## Task brief
Find each line in the data below that contains the word "white", and copy those lines.

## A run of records

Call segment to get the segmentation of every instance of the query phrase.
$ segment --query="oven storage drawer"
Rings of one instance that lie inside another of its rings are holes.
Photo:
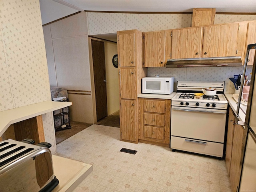
[[[144,111],[152,113],[164,113],[165,102],[156,100],[144,100]]]
[[[171,148],[222,157],[223,144],[171,136]]]
[[[164,126],[165,115],[164,114],[144,113],[144,124]]]
[[[164,128],[144,126],[144,136],[158,139],[164,139]]]
[[[223,143],[226,112],[225,110],[173,106],[171,134]]]

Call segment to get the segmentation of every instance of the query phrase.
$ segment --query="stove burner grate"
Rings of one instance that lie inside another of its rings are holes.
[[[213,96],[208,96],[208,95],[204,95],[203,96],[203,100],[206,99],[207,100],[220,100],[220,98],[218,95],[214,95]]]
[[[178,98],[179,99],[181,98],[182,99],[193,99],[194,96],[195,95],[194,94],[192,94],[192,93],[182,93],[180,94]]]

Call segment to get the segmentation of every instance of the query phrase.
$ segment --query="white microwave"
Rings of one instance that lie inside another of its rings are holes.
[[[142,78],[142,93],[170,94],[173,92],[173,77]]]

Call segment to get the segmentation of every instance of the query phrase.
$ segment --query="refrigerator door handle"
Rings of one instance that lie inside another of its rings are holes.
[[[244,69],[243,70],[242,79],[241,80],[242,81],[242,82],[244,81],[245,73],[246,72],[246,67],[247,66],[247,62],[248,60],[248,56],[249,56],[249,52],[250,50],[252,49],[256,49],[256,44],[251,44],[247,46],[246,54],[245,56],[245,59],[244,60]],[[238,124],[239,125],[246,126],[245,122],[240,121],[238,118],[238,114],[239,113],[239,109],[240,109],[240,104],[241,104],[241,99],[242,98],[242,94],[243,91],[243,86],[244,83],[241,83],[241,88],[240,88],[240,91],[239,92],[239,94],[238,96],[238,99],[237,102],[237,108],[236,108],[236,115],[235,123],[236,124]]]

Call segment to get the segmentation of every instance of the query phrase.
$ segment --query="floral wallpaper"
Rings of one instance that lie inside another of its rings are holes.
[[[1,0],[0,21],[0,111],[50,100],[39,0]],[[52,116],[43,118],[54,152]]]

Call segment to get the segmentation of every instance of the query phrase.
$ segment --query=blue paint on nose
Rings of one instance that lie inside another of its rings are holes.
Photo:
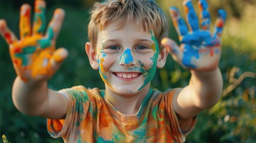
[[[127,49],[124,54],[120,57],[120,62],[125,64],[129,64],[133,61],[132,55],[131,55],[131,49]]]

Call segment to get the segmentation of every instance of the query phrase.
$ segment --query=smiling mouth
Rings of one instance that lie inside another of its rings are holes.
[[[114,74],[124,79],[132,79],[135,78],[140,76],[141,73],[114,73]]]

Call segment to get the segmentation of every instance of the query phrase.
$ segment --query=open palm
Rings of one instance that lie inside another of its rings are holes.
[[[183,2],[189,27],[177,8],[172,7],[169,10],[179,36],[180,47],[168,38],[164,39],[162,43],[183,67],[198,71],[212,70],[218,67],[220,58],[221,36],[226,14],[224,10],[219,10],[219,17],[212,33],[209,30],[210,14],[206,1],[199,1],[198,5],[200,22],[191,1]]]
[[[35,1],[32,27],[31,8],[28,4],[21,6],[20,40],[9,30],[5,21],[0,20],[0,33],[9,45],[16,73],[25,82],[29,79],[48,79],[67,55],[67,52],[64,48],[55,49],[55,41],[62,25],[64,13],[60,9],[55,11],[44,35],[47,27],[45,7],[44,1]]]

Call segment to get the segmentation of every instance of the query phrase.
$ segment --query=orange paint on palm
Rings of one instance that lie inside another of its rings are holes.
[[[35,61],[32,65],[32,76],[36,77],[39,75],[51,76],[54,70],[52,64],[50,62],[53,51],[42,51],[39,55],[33,55],[32,57]]]
[[[4,38],[5,38],[6,41],[7,41],[7,43],[11,43],[13,42],[13,40],[11,38],[11,34],[10,33],[5,33],[4,35]]]

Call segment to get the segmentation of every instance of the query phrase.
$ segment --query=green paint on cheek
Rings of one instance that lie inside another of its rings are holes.
[[[156,38],[153,36],[153,34],[152,33],[152,36],[151,39],[155,42],[155,44],[152,47],[152,49],[155,51],[154,56],[150,58],[151,60],[152,60],[152,67],[146,71],[146,73],[144,73],[144,85],[140,88],[138,90],[141,89],[143,88],[147,83],[149,83],[152,79],[153,79],[155,76],[155,74],[156,73],[156,64],[158,61],[158,54],[159,51],[159,48],[158,46],[158,42]],[[141,63],[141,67],[144,67],[144,65]],[[143,71],[141,71],[143,72]]]

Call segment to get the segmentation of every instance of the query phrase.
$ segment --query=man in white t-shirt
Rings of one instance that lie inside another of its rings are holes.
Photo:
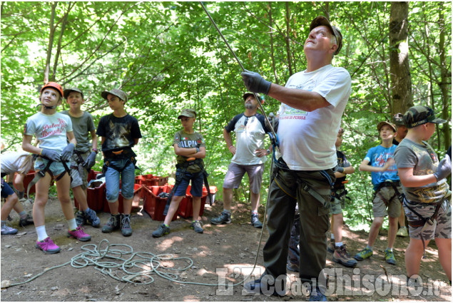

## Result of this exercise
$ segment --query="white microwave"
$ segment --query=man in white t-shirt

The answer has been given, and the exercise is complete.